*Input data*.
##########

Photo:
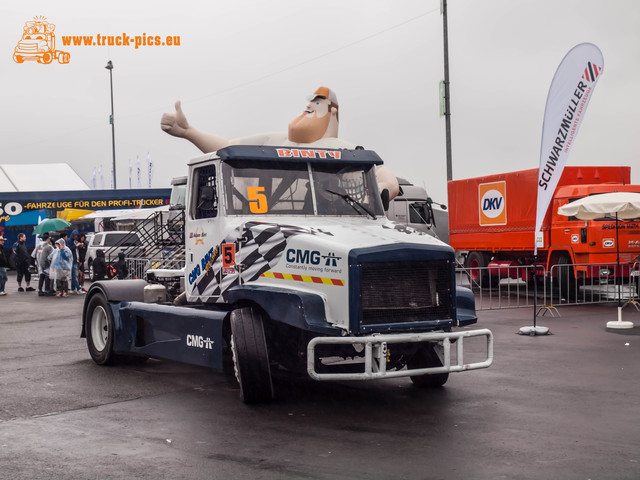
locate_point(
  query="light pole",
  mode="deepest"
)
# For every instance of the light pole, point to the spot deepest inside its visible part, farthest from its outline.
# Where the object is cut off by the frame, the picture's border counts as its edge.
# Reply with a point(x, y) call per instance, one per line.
point(447, 104)
point(111, 121)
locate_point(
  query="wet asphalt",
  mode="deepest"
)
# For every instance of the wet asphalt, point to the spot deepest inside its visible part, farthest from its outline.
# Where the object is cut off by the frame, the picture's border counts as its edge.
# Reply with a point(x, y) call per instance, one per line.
point(563, 406)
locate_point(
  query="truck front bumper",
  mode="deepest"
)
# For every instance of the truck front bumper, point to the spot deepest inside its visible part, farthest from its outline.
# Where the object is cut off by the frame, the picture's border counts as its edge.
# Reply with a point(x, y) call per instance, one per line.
point(375, 354)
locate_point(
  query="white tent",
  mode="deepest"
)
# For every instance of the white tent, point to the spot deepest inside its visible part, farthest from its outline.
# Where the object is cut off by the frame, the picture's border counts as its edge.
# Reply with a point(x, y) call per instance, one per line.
point(39, 178)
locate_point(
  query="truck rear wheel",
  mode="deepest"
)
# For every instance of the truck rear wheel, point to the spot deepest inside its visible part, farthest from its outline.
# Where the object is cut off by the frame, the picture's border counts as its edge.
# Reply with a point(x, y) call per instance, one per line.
point(476, 265)
point(424, 358)
point(250, 355)
point(98, 322)
point(46, 58)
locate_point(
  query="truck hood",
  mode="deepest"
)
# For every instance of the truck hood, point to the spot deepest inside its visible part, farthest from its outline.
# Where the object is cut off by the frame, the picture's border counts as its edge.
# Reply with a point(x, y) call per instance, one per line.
point(258, 250)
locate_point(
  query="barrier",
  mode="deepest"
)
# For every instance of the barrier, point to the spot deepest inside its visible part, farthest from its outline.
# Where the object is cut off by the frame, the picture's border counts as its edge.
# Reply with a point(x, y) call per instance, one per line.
point(504, 286)
point(588, 283)
point(500, 287)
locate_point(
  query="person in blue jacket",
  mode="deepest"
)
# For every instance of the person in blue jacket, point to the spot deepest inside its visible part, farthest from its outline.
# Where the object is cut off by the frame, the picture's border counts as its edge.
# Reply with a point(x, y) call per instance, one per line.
point(61, 265)
point(72, 244)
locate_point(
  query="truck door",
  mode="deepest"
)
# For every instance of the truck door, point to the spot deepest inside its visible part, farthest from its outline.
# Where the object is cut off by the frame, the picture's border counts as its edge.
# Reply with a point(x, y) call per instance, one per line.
point(200, 232)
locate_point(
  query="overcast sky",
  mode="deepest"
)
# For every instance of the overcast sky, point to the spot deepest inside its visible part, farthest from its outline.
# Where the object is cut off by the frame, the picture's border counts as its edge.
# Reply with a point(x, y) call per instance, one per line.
point(246, 66)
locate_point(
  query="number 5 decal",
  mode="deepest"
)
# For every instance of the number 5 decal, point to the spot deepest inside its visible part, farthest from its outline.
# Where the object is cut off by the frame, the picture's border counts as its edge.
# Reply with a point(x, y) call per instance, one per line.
point(228, 254)
point(257, 200)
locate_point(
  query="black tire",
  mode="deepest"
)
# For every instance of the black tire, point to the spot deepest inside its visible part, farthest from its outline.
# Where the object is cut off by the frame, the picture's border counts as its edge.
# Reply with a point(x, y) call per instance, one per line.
point(476, 264)
point(567, 285)
point(98, 322)
point(250, 355)
point(424, 358)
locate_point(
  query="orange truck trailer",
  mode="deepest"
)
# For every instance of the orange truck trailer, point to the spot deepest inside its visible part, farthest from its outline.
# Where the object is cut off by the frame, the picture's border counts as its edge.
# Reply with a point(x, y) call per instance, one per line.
point(492, 219)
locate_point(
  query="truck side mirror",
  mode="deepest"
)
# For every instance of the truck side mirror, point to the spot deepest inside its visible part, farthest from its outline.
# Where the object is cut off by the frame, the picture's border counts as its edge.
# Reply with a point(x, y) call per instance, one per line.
point(385, 199)
point(207, 202)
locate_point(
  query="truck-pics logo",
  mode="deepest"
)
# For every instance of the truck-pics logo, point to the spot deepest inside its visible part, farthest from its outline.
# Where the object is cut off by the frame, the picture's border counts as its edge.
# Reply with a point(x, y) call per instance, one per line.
point(38, 43)
point(493, 198)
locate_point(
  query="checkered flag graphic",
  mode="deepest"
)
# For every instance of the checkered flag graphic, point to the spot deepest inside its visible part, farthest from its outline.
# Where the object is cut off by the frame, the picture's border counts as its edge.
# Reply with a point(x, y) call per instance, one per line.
point(259, 248)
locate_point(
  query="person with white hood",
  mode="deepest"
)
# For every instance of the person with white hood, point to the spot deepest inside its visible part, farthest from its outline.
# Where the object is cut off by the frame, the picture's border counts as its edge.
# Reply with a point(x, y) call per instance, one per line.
point(60, 270)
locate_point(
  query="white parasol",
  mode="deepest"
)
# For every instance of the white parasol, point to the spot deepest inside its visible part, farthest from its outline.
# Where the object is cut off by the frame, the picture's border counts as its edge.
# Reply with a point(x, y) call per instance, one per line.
point(621, 205)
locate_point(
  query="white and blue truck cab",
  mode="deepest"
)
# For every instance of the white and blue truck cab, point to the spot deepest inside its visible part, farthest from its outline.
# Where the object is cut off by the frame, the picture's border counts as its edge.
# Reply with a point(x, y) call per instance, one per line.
point(291, 265)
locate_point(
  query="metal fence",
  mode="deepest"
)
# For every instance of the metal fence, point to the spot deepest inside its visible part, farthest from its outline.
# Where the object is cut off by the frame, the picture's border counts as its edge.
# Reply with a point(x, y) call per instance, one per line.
point(139, 266)
point(515, 286)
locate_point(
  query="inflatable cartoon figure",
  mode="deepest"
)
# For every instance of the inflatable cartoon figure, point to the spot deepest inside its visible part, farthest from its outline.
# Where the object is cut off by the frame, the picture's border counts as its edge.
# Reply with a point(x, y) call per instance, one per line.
point(317, 125)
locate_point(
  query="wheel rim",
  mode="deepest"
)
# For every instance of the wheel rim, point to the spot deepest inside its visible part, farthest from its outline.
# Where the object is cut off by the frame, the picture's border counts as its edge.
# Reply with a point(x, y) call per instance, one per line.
point(99, 328)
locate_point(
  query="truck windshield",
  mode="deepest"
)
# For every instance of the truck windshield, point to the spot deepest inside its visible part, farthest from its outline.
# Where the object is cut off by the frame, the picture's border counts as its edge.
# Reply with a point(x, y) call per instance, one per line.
point(289, 188)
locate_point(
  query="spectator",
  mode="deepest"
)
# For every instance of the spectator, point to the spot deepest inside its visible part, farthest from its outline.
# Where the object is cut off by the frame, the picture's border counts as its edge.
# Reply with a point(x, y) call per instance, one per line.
point(82, 251)
point(23, 262)
point(4, 264)
point(61, 265)
point(42, 253)
point(122, 271)
point(72, 244)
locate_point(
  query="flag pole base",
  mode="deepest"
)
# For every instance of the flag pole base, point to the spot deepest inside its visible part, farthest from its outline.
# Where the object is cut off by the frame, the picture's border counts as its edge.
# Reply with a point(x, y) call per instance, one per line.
point(533, 331)
point(618, 324)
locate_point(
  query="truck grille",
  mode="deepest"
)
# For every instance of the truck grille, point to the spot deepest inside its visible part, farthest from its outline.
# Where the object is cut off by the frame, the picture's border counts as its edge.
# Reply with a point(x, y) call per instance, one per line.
point(405, 291)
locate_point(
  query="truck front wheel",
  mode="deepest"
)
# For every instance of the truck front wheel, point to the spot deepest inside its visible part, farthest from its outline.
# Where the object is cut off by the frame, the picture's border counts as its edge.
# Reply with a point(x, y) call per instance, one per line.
point(424, 358)
point(250, 355)
point(99, 330)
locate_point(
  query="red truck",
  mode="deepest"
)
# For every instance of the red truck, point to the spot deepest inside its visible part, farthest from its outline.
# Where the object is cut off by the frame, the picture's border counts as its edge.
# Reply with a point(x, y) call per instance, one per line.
point(493, 219)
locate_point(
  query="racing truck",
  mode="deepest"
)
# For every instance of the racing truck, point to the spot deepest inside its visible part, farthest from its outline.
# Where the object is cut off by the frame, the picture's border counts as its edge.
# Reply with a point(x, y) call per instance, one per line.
point(292, 268)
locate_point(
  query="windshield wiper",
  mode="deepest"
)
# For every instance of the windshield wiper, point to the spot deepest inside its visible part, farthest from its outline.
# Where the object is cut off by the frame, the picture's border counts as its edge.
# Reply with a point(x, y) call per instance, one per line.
point(353, 202)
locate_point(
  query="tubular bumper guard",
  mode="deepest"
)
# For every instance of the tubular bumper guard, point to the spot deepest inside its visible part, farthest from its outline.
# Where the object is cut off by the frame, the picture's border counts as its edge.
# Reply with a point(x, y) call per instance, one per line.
point(375, 354)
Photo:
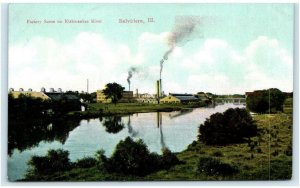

##########

*Task description*.
Copy out every line from the data above in which the word "windshield" occurs.

*Response area*.
  query="truck windshield",
# For every instance of the truck windshield, point to the spot deepest inside its visible part, farthest from its outline.
  query="windshield wiper",
# For every instance of the windshield wiper, point to the spot deepest inside its visible part, farthest from its outline.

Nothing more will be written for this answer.